» Task objective
Repeat the whole listing exactly.

□ □ □ □

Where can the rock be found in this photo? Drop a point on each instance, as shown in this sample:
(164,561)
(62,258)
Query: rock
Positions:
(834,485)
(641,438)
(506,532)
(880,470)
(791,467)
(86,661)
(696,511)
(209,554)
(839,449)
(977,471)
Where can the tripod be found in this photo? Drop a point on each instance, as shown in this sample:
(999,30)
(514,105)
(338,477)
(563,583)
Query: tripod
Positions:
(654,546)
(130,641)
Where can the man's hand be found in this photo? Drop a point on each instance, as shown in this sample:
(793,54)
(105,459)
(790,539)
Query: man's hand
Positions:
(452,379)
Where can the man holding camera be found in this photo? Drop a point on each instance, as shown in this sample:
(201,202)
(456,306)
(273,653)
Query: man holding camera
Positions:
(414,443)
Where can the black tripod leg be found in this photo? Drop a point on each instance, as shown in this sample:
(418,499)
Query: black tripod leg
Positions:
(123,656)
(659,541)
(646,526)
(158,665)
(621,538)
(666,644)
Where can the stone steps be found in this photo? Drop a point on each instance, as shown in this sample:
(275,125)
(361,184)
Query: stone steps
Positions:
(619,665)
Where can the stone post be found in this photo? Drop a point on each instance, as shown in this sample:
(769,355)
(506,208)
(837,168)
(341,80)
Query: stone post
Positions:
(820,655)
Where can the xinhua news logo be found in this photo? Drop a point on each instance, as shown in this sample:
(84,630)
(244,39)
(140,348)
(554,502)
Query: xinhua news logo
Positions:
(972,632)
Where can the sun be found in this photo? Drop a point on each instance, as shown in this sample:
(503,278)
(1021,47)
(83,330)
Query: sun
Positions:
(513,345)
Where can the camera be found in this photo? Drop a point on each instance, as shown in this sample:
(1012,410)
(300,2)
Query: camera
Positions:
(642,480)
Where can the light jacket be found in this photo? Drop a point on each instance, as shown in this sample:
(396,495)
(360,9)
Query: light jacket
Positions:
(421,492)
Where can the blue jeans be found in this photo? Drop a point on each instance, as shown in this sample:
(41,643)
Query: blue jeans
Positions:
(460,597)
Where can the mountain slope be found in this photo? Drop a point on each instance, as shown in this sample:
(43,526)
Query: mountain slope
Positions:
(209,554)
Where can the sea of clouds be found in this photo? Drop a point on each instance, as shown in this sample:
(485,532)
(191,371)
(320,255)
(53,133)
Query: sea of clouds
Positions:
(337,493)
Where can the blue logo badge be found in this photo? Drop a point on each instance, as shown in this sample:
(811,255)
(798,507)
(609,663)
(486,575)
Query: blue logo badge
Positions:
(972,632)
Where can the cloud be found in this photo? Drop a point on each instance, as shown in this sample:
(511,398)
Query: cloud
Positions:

□ □ □ □

» Written solution
Where can the rock be found in this photo? Drop a point on each instance, as shown in this sample:
(164,561)
(62,258)
Query: rock
Positions:
(834,485)
(641,438)
(506,532)
(880,470)
(791,467)
(86,661)
(696,511)
(209,554)
(839,449)
(977,471)
Where can the tripod be found in this photo? Drop a point on each instance, as shown in this sample:
(999,30)
(514,105)
(338,477)
(563,583)
Query: tripod
Positions:
(654,546)
(130,641)
Where can the man's hand be found in this photo? Drop a point on each instance, as shown in this sample:
(793,54)
(105,459)
(790,539)
Query: man's hand
Positions:
(452,379)
Where can the man holding camera be found in this photo? Drop a point on each instance, as shown in this sample:
(201,202)
(456,306)
(273,653)
Query: man holding camera
Positions:
(414,443)
Where can the black tripod leg be found in this photo? Drop a point on each instance, as shown in this sample:
(418,499)
Query: black tripod leg
Positions:
(123,656)
(659,541)
(646,526)
(158,665)
(621,538)
(666,644)
Where can the stone steps be found in this photo? Drop a point on each instance, as shown in this sample:
(275,125)
(361,184)
Query: stone steps
Positions:
(619,665)
Where can the stone post be found in this photo? Drop a point on each instance, as shown in this sample:
(769,355)
(506,208)
(837,168)
(341,80)
Query: stone post
Positions:
(820,655)
Where can the xinhua news logo be found in this photo? Drop a point on each instance, as shown in this sample:
(84,630)
(244,39)
(140,348)
(554,502)
Query: xinhua news logo
Positions:
(972,632)
Where can the sun be found in this photo? Drop a point on each instance, as shown in this sample:
(503,278)
(1021,47)
(83,330)
Query: sun
Positions:
(513,345)
Where can the camera be found in this photo? Drop a point on each instance, as shown in this sample:
(1012,410)
(300,2)
Query: camera
Positions:
(642,480)
Where can the light jacket be found in this photo? Drop a point on each instance, as shown in this sample:
(396,495)
(360,9)
Query: light jacket
Positions:
(421,492)
Where can the blue jeans be found in this photo? Drop a point on each instance, as shown in this sample:
(41,643)
Query: blue jeans
Positions:
(460,597)
Where can the mountain slope be found in this photo? Drop a point on each instance, as shown in this sample:
(43,526)
Query: mountain slope
Positions:
(209,554)
Where can the sea of clouds be found in this photo? Drop a point on each instance, as shown in this sample:
(485,532)
(191,371)
(320,255)
(53,133)
Query: sea of clouds
Positions:
(337,493)
Where can the blue logo badge be found in this photo? Drop a point on each instance, as shown in this sample:
(811,255)
(798,507)
(609,663)
(486,575)
Query: blue logo badge
Positions:
(972,632)
Where can the cloud be found in this photo? Drop a point on each instance, as shown in this sample:
(511,398)
Query: cloud
Positions:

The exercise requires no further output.